▶ _Action item_: The span to copy runs from the line containing "For the gravel" to the last line below. Copy it exactly, with nothing else.

Image-grounded pointing data:
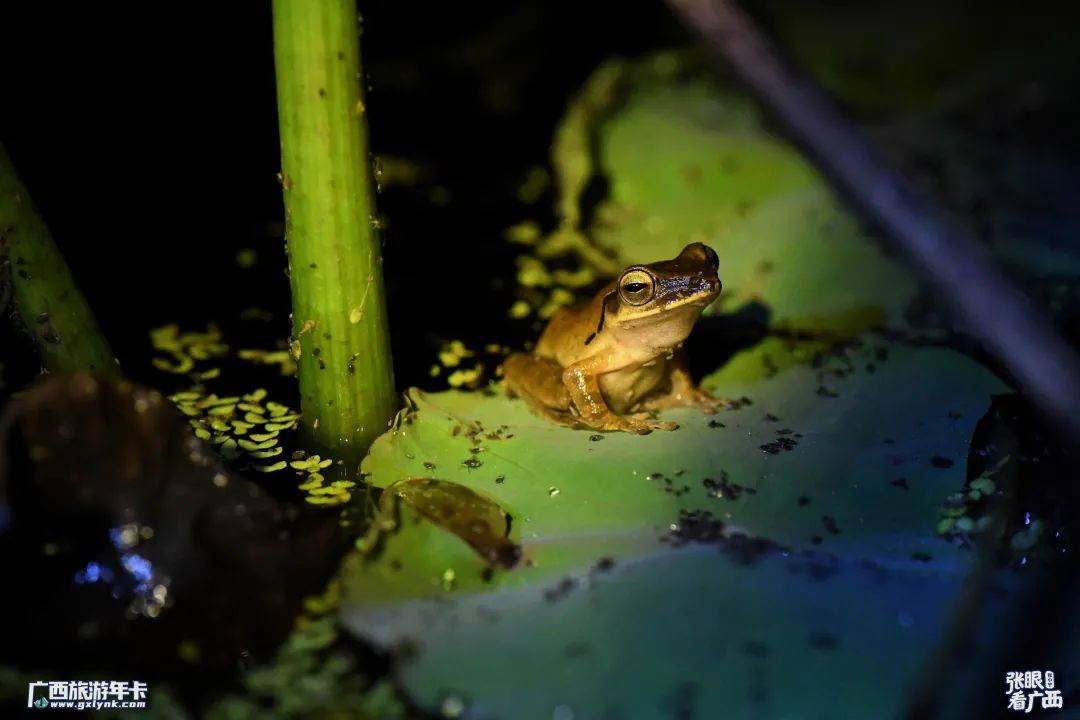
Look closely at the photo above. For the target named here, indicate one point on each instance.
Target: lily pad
(692, 162)
(677, 566)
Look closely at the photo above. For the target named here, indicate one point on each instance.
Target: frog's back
(564, 338)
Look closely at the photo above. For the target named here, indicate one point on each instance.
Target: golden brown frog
(610, 363)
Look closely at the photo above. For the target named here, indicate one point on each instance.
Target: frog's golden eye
(636, 287)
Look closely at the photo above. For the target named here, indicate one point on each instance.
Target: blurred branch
(53, 311)
(986, 303)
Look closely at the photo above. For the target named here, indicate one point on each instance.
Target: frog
(613, 363)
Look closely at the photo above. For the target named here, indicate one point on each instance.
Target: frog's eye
(636, 287)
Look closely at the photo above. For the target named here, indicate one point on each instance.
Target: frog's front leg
(684, 393)
(582, 383)
(539, 382)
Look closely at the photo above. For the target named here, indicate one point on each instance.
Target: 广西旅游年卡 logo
(86, 694)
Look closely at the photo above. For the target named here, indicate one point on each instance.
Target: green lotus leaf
(677, 566)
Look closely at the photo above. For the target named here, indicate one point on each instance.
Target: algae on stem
(340, 338)
(53, 311)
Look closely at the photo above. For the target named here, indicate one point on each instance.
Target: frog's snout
(702, 253)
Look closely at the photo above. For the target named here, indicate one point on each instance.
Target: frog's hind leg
(539, 382)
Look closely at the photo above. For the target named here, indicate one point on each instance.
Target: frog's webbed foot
(640, 423)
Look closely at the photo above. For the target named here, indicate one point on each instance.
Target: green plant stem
(339, 316)
(46, 299)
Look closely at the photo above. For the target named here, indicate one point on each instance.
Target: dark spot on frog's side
(941, 463)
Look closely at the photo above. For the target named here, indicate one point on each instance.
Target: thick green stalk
(45, 296)
(339, 315)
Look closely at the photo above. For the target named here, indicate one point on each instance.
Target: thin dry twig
(986, 303)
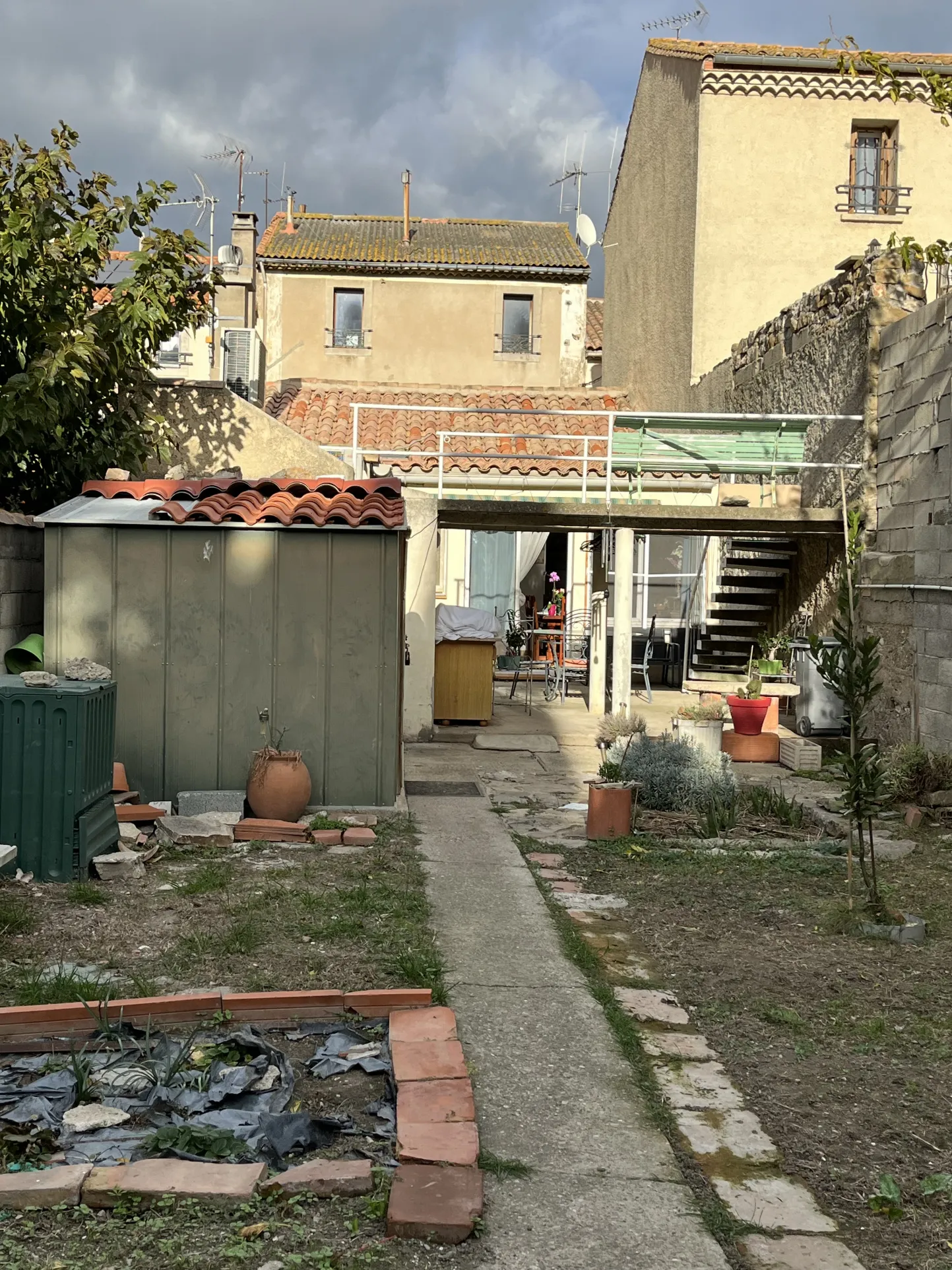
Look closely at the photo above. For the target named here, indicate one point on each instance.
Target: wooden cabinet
(462, 686)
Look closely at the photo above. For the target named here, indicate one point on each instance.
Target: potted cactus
(749, 709)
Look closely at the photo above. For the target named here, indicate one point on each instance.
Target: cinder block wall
(20, 580)
(913, 543)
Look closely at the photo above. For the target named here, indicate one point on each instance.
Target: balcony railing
(348, 338)
(875, 200)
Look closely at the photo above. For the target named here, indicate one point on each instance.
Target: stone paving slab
(799, 1253)
(775, 1204)
(738, 1132)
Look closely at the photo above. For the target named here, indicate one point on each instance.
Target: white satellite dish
(585, 230)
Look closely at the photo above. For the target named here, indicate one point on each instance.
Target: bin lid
(13, 684)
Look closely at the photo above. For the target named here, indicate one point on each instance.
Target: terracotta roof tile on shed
(321, 502)
(376, 244)
(321, 412)
(700, 49)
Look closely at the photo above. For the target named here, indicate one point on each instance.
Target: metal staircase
(743, 606)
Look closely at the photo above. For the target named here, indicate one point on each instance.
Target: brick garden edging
(437, 1191)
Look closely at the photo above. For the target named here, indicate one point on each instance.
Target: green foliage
(676, 775)
(77, 384)
(196, 1139)
(912, 770)
(887, 1199)
(718, 817)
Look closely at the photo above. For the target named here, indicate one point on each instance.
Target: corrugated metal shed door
(207, 628)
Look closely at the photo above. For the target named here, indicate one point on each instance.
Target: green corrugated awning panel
(709, 445)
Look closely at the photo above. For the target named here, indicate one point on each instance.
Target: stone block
(677, 1046)
(775, 1204)
(739, 1133)
(46, 1187)
(200, 802)
(651, 1006)
(699, 1087)
(445, 1143)
(799, 1253)
(434, 1203)
(428, 1061)
(438, 1022)
(323, 1178)
(435, 1102)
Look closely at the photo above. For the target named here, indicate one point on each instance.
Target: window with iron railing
(873, 164)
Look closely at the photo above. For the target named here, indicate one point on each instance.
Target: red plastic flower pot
(748, 714)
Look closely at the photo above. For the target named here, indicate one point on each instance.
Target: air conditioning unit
(243, 356)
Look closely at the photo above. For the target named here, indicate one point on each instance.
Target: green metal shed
(228, 607)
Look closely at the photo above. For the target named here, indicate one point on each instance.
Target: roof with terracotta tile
(700, 49)
(321, 412)
(323, 503)
(375, 244)
(594, 324)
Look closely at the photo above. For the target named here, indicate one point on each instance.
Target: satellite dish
(585, 230)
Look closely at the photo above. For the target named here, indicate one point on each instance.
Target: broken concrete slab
(736, 1132)
(651, 1006)
(536, 743)
(195, 831)
(677, 1046)
(799, 1253)
(119, 867)
(699, 1087)
(775, 1203)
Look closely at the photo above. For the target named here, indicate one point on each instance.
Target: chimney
(290, 221)
(406, 206)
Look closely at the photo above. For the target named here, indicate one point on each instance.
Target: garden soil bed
(842, 1046)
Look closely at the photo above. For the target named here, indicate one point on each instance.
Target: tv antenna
(236, 154)
(693, 18)
(265, 173)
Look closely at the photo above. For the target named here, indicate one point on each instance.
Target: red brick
(428, 1061)
(433, 1024)
(435, 1102)
(438, 1143)
(360, 837)
(151, 1179)
(381, 1001)
(324, 1178)
(327, 837)
(46, 1187)
(434, 1202)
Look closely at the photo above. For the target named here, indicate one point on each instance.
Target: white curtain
(530, 548)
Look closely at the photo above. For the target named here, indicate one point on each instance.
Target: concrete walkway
(552, 1088)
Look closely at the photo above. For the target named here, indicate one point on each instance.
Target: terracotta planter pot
(278, 786)
(748, 716)
(610, 812)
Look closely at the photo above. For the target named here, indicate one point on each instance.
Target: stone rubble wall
(20, 580)
(913, 541)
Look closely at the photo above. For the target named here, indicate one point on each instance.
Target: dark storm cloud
(476, 98)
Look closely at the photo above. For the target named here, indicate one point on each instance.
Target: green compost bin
(56, 775)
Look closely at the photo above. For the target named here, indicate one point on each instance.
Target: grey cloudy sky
(476, 98)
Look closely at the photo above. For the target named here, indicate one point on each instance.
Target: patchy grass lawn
(251, 919)
(842, 1046)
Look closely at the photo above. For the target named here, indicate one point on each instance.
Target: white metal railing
(600, 465)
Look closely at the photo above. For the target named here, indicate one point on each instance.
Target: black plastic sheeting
(154, 1083)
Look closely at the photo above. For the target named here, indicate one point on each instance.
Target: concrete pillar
(623, 589)
(420, 615)
(598, 653)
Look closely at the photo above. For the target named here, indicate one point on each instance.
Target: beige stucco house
(446, 302)
(751, 172)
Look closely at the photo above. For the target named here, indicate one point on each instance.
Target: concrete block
(799, 1253)
(199, 802)
(775, 1204)
(736, 1132)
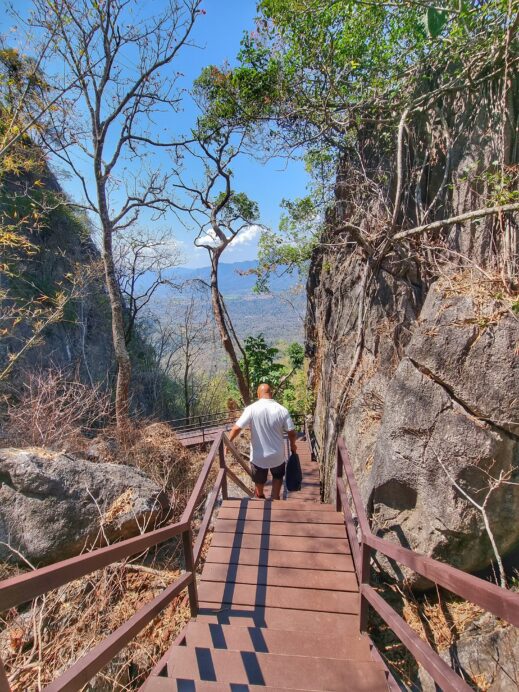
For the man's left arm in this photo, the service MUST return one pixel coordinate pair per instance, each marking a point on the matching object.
(292, 438)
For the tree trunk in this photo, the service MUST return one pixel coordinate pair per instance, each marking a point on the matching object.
(186, 387)
(124, 368)
(224, 332)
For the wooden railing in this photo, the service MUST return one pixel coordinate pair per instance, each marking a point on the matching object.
(500, 602)
(26, 587)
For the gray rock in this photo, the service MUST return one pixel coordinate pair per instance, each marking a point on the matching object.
(468, 344)
(487, 653)
(426, 441)
(53, 506)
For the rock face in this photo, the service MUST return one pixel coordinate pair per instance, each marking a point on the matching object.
(53, 506)
(487, 652)
(417, 367)
(449, 420)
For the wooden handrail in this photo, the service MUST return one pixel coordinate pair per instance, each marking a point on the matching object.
(26, 587)
(95, 660)
(502, 603)
(491, 597)
(441, 673)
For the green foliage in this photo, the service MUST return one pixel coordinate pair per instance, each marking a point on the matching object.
(296, 355)
(264, 364)
(261, 366)
(315, 73)
(292, 246)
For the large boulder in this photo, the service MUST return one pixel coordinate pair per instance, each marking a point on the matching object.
(449, 431)
(55, 505)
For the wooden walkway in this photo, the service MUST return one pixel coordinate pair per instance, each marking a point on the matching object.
(278, 603)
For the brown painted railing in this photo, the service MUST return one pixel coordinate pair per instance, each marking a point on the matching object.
(500, 602)
(26, 587)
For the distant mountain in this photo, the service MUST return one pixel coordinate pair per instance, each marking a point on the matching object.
(236, 278)
(278, 315)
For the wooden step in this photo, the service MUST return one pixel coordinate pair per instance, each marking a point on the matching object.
(263, 640)
(281, 618)
(279, 558)
(276, 670)
(158, 684)
(266, 513)
(281, 576)
(217, 594)
(299, 544)
(280, 528)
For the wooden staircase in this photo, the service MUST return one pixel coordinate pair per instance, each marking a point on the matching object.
(278, 603)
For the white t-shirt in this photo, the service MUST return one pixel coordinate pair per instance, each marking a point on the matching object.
(267, 421)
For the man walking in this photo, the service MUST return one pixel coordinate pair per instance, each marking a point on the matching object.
(268, 421)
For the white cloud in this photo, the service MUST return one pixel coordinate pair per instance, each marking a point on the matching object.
(245, 237)
(209, 238)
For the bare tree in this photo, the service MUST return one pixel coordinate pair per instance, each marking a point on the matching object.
(119, 59)
(192, 339)
(141, 260)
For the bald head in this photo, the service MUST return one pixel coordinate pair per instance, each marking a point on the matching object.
(264, 391)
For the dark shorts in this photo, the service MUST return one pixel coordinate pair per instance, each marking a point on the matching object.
(259, 475)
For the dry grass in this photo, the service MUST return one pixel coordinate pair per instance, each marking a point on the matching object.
(438, 618)
(39, 642)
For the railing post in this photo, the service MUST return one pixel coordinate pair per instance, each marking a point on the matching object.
(338, 474)
(4, 682)
(187, 539)
(365, 568)
(221, 453)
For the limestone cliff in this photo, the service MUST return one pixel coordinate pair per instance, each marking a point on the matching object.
(415, 361)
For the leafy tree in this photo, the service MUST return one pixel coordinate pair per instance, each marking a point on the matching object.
(263, 364)
(363, 85)
(219, 214)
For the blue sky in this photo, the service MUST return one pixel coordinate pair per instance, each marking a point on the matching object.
(218, 34)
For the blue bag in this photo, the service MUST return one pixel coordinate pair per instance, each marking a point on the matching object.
(294, 475)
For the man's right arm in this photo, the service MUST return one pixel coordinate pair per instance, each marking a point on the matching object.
(292, 439)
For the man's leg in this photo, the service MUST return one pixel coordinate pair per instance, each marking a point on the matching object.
(259, 476)
(278, 474)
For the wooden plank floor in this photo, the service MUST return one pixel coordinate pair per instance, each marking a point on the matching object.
(278, 603)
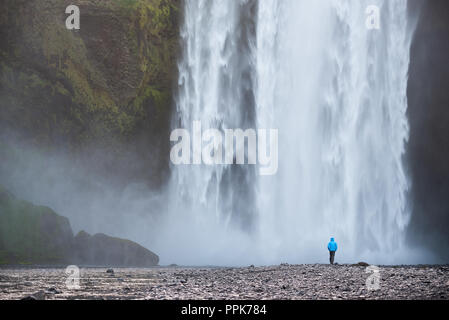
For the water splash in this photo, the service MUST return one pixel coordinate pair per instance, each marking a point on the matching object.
(337, 93)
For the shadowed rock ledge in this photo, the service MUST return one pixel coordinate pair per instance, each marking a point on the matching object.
(32, 234)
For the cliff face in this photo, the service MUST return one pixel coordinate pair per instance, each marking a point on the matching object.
(107, 85)
(428, 149)
(32, 234)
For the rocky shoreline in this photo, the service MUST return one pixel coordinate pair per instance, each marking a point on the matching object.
(284, 282)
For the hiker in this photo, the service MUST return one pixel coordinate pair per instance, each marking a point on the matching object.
(332, 247)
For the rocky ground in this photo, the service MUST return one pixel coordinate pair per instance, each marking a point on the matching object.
(297, 282)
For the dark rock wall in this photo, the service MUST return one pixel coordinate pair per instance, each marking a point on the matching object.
(32, 234)
(428, 148)
(106, 87)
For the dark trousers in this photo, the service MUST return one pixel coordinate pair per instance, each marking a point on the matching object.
(332, 256)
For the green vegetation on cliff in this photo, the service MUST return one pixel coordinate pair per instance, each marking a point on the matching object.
(32, 234)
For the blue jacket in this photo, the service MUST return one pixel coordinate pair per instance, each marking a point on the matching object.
(332, 246)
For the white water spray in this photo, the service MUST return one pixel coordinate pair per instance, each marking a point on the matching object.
(337, 93)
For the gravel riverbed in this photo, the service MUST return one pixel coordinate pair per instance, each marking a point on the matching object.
(284, 282)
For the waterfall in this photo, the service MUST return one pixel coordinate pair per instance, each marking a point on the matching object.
(335, 90)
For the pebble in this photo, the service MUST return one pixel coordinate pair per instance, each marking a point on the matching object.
(286, 282)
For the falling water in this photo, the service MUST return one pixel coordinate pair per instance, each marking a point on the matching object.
(336, 91)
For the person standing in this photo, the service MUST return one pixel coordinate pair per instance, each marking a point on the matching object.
(332, 247)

▶ _Your response_:
For the gravel riverbed in this photo, the service MUST return one pixel coordinate pair per instance, each marking a point on the matching object.
(284, 282)
For the waterfall in this photo, the service MUST return one pixel coordinate pair per instance, each marking a point on the matching object.
(335, 90)
For the pebble in this photo, the service MUST return one pixel coordinate pair per instance, each marking a point on the matching object.
(286, 282)
For the falling water in this photo, the service MUST return one pixel coordinate pair per instance, each marking a point on the matching object.
(336, 91)
For the person standing in this photo, the service MUST return one pixel coordinate pair per instance, each marking a point on the matching object.
(332, 247)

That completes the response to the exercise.